**WHAT THE TASK ASKS**.
Extract every one of the lines below verbatim, leaving the pictures out of your answer.
>> BEGIN ITEMS
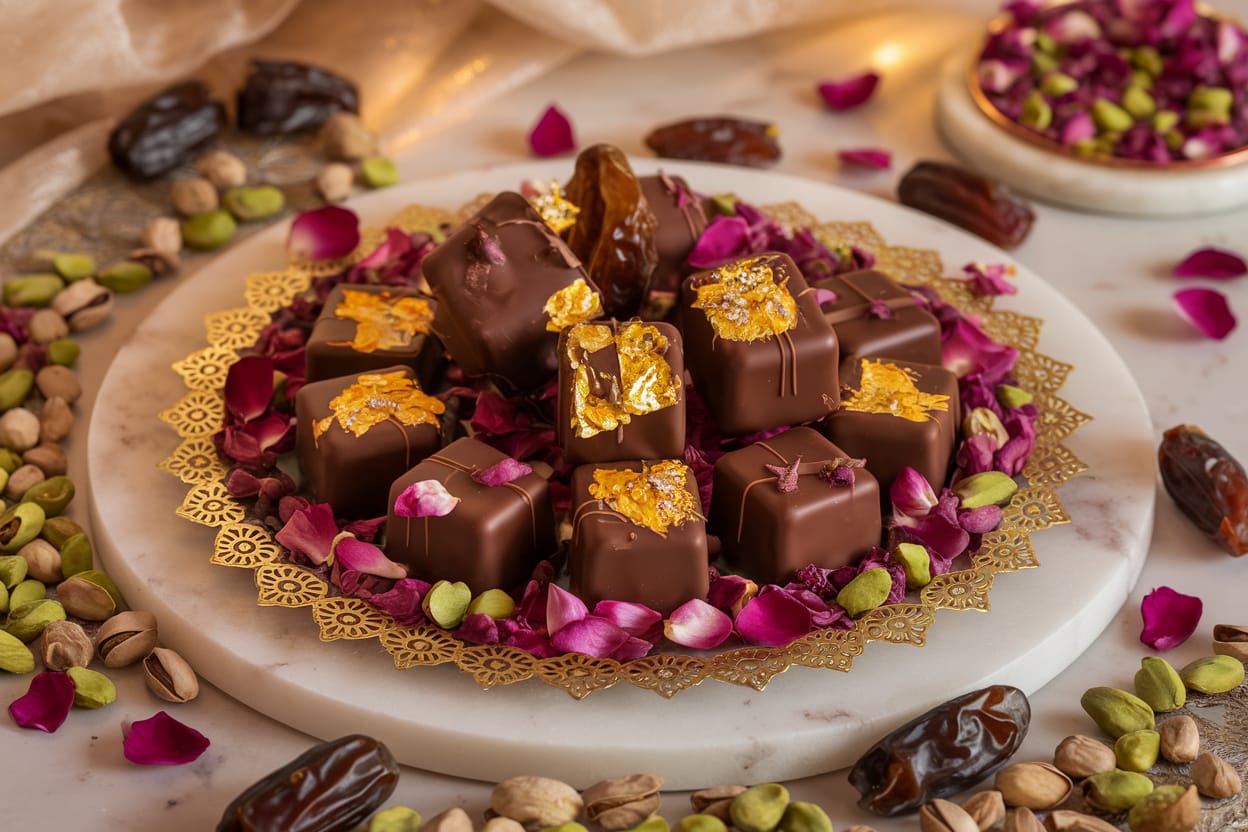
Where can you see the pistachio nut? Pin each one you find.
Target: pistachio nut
(538, 801)
(1216, 777)
(126, 638)
(1032, 785)
(1080, 756)
(1213, 674)
(1115, 791)
(1167, 808)
(64, 645)
(91, 689)
(1116, 711)
(170, 676)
>> END ITEMS
**FINISHED EXERCISE**.
Where can you see the pistachio nut? Pin each one you find.
Target: pistachio nut
(538, 801)
(1216, 777)
(126, 638)
(1032, 785)
(1080, 756)
(1213, 674)
(1115, 791)
(1167, 808)
(64, 645)
(91, 689)
(1116, 711)
(170, 676)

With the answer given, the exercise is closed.